:: EXERCISE ::
For the listing below, return the line containing "Where can the boutonniere", the line containing "Where can the window", and all lines in between, exactly as written and nothing else.

:: RECORDS FOR THIS TASK ::
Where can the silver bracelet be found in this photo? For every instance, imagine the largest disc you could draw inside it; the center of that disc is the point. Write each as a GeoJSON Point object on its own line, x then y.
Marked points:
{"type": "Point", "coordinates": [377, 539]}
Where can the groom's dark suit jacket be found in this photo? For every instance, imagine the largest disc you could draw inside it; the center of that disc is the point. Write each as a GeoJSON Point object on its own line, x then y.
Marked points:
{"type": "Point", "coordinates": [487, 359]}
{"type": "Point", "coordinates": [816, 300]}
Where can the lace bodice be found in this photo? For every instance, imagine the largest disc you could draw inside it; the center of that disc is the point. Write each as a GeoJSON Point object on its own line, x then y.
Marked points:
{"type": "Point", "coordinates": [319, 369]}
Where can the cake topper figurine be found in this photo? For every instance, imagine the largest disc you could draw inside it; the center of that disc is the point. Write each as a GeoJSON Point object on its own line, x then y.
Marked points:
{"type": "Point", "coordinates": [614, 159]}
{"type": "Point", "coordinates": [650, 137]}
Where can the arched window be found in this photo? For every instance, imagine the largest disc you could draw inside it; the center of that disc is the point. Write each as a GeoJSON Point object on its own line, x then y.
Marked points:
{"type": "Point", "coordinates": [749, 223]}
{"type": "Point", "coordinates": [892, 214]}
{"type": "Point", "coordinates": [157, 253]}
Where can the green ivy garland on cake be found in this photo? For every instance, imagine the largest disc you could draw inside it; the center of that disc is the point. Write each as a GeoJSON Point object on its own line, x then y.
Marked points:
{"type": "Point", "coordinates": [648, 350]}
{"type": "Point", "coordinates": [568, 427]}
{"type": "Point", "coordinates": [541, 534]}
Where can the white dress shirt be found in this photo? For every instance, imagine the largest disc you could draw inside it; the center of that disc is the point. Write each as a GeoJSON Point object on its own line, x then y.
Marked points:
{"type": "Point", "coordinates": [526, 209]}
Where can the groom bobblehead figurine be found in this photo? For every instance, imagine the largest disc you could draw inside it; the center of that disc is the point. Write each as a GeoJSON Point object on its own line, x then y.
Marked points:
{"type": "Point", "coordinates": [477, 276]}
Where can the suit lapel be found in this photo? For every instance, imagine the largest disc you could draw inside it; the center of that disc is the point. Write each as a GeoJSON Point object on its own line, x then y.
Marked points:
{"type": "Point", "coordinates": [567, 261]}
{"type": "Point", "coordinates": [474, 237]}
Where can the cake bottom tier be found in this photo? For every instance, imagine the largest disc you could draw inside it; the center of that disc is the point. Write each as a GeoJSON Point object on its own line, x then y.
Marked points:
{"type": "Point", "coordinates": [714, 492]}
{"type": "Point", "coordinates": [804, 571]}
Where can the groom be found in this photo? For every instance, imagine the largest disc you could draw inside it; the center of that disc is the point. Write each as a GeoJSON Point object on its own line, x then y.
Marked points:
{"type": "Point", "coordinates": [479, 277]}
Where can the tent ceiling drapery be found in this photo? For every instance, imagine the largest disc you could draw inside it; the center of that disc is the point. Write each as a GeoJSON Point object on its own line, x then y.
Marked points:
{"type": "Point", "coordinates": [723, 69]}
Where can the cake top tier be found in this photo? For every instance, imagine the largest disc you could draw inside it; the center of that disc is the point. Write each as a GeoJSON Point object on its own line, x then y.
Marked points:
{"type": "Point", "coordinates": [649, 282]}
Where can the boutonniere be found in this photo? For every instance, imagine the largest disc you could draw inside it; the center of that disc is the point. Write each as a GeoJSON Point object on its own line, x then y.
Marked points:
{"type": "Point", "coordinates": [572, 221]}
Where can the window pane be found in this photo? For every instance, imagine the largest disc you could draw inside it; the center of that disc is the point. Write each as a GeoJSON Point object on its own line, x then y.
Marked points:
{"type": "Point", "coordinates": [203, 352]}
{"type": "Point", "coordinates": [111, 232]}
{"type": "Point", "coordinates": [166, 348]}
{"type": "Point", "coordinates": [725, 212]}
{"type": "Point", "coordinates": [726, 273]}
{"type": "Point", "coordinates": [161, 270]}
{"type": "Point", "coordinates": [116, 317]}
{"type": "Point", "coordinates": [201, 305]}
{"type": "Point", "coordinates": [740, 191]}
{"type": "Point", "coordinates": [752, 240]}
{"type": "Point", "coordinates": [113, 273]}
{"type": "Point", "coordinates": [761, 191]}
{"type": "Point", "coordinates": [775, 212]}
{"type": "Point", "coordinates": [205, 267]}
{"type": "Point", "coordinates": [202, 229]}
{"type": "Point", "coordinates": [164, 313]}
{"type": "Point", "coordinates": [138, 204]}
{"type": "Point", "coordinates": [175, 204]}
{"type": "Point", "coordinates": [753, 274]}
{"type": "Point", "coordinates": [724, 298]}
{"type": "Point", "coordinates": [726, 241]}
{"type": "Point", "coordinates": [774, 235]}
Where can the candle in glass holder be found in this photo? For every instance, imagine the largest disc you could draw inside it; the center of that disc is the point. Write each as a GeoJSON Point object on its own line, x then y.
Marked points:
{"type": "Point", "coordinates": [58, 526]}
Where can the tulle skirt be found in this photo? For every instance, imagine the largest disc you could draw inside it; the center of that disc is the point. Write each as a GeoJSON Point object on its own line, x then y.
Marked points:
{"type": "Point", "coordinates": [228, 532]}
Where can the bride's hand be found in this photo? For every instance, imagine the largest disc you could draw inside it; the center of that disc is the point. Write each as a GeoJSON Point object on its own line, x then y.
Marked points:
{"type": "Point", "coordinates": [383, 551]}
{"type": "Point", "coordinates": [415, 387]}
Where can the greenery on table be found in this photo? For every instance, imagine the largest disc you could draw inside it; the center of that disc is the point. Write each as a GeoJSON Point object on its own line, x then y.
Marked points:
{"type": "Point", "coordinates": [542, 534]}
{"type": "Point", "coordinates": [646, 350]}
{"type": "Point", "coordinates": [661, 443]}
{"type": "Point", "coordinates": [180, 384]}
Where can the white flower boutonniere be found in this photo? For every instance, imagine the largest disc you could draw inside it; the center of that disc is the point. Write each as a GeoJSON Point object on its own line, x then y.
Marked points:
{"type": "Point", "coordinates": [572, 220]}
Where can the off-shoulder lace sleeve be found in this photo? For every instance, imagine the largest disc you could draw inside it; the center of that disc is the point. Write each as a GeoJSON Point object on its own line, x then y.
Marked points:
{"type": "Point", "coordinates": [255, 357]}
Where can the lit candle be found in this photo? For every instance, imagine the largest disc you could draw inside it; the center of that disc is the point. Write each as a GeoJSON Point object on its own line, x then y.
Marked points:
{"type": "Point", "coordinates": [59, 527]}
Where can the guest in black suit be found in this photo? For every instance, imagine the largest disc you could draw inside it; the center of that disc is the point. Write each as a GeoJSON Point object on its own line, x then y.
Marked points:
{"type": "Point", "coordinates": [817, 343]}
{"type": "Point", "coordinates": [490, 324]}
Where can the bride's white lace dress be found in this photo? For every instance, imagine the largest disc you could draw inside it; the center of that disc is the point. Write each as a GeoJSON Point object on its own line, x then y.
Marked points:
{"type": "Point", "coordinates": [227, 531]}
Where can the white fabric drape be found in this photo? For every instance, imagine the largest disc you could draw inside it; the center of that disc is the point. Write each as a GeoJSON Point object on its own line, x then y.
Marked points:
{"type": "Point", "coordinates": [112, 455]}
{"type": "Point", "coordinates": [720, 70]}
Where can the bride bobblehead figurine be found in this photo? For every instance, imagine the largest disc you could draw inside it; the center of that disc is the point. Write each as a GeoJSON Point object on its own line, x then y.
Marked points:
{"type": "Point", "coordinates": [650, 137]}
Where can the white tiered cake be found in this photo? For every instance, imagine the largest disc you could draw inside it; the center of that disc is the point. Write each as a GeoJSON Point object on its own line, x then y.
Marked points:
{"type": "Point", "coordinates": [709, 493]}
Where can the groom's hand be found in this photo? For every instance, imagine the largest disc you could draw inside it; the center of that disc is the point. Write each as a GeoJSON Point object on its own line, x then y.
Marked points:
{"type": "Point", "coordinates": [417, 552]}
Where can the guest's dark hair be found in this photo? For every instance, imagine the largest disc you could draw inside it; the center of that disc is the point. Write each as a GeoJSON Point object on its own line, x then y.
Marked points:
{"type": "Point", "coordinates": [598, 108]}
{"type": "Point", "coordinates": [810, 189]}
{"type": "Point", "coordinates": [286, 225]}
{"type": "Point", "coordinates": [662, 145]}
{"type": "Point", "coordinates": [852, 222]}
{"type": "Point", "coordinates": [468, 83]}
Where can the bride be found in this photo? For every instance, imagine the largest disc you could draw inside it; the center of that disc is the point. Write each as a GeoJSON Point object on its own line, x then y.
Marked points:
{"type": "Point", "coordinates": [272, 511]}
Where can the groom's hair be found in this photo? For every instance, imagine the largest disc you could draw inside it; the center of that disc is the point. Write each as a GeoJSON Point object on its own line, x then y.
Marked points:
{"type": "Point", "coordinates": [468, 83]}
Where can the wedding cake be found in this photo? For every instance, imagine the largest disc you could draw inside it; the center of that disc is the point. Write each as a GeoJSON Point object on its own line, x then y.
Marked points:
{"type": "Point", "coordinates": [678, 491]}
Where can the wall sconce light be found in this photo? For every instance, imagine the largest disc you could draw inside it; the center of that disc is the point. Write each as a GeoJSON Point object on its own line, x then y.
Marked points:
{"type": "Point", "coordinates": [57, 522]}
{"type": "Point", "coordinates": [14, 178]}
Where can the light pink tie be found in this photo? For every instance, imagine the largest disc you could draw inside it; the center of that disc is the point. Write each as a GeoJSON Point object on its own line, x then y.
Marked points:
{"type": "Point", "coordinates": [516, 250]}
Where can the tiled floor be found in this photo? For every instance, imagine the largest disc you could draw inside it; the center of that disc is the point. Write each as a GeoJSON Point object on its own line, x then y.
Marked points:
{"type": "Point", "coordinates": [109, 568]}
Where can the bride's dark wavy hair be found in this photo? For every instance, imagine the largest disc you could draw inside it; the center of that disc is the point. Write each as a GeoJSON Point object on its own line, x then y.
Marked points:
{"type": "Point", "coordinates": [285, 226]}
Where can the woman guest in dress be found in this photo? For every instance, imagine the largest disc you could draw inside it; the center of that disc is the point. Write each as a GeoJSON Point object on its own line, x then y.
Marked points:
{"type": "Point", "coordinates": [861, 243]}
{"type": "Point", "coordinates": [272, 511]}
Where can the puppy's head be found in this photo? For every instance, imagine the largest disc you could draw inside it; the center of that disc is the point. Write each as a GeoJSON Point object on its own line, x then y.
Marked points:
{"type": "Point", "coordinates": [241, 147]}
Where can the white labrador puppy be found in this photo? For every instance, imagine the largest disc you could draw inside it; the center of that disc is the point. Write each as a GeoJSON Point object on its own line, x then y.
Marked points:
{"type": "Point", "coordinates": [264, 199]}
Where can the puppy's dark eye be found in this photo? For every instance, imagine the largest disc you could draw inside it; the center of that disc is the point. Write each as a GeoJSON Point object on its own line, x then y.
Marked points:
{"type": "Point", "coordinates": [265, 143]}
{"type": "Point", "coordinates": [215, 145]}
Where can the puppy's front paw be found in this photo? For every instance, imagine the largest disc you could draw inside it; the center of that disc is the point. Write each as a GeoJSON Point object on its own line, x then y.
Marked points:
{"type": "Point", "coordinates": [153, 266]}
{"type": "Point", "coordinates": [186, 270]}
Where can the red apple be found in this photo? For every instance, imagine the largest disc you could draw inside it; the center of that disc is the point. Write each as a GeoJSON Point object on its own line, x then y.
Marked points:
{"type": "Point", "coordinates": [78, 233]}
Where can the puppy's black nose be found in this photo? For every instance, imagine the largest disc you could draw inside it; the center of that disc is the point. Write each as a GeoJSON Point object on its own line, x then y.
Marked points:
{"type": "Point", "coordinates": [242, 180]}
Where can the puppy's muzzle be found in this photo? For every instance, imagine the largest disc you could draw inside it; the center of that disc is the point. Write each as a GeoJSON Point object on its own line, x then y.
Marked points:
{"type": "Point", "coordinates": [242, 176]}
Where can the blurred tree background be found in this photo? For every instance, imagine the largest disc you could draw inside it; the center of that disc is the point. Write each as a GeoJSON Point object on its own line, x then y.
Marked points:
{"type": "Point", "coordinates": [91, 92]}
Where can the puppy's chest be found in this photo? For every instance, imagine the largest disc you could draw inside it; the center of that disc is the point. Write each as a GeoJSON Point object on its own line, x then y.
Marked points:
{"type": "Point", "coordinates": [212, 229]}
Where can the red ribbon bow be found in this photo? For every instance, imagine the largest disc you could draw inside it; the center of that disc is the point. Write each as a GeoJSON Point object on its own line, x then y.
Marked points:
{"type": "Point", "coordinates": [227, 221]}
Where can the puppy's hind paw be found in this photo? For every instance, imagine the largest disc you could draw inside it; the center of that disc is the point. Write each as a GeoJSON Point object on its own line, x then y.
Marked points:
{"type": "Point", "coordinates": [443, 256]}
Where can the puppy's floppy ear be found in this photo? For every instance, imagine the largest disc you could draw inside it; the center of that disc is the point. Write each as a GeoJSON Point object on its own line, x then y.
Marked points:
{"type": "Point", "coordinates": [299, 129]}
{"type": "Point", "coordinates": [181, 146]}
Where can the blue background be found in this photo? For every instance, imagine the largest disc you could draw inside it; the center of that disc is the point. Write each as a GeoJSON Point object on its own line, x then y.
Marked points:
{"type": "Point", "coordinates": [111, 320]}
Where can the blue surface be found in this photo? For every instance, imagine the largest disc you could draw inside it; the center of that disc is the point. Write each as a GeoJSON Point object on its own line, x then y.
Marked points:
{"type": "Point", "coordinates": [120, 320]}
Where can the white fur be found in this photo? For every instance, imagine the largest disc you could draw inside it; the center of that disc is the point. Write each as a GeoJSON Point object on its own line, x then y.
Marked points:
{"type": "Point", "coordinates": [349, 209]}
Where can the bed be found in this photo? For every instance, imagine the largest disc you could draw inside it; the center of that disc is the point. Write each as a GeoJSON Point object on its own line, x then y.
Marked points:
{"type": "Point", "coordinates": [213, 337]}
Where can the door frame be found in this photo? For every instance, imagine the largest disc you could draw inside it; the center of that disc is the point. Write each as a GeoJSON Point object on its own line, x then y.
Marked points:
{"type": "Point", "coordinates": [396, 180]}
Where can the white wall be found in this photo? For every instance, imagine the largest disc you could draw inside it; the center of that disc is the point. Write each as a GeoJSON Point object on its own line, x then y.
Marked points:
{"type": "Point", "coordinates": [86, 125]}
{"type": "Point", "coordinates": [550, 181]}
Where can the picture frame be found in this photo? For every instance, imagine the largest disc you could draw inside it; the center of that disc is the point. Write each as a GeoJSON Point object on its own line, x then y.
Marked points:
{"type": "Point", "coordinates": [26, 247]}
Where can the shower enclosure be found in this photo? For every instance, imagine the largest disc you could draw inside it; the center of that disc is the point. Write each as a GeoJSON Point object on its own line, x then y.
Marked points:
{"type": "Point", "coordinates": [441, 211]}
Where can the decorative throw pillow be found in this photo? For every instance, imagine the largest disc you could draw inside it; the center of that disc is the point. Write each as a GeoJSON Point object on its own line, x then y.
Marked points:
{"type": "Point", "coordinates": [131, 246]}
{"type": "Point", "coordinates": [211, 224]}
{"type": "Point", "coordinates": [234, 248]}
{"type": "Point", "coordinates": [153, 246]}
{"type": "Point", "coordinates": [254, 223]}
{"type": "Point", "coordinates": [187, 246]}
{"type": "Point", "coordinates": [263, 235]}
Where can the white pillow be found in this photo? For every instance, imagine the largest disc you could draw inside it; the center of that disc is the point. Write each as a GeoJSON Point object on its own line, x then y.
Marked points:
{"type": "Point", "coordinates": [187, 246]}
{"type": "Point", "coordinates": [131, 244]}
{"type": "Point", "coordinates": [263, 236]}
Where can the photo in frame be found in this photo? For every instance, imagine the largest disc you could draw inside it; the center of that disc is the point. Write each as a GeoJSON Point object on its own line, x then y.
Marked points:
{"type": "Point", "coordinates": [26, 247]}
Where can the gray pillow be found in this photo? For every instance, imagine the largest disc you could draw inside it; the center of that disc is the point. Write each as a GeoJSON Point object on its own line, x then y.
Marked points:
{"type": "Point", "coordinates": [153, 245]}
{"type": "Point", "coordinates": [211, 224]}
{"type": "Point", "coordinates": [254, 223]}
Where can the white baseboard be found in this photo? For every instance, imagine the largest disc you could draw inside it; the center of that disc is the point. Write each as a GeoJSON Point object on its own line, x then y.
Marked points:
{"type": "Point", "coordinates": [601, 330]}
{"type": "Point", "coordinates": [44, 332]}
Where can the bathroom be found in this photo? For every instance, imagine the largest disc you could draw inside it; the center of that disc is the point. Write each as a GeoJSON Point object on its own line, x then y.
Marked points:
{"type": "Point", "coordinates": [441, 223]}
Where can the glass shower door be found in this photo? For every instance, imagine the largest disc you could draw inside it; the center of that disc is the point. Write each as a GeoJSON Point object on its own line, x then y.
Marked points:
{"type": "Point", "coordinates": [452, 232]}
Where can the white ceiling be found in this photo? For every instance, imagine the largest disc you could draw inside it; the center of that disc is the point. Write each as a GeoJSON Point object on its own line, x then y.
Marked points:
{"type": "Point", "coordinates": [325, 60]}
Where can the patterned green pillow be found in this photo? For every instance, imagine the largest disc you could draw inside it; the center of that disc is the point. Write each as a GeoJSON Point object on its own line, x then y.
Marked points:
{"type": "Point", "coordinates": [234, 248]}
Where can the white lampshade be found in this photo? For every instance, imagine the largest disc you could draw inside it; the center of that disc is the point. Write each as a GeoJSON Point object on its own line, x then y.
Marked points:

:: RESULT ::
Where can the boutonniere be found in this photo? For every instance, imagine the largest disc you could draw inside it; the center of that disc is the point. Write each as a GeoJSON Point object on its own line, x then y.
Marked points:
{"type": "Point", "coordinates": [572, 221]}
Where can the window pane be found in this photo? For every instance, imagine the largest disc you could draw inside it; the center of that disc is the point. Write each as a GeoJSON Point object on its own line, x then y.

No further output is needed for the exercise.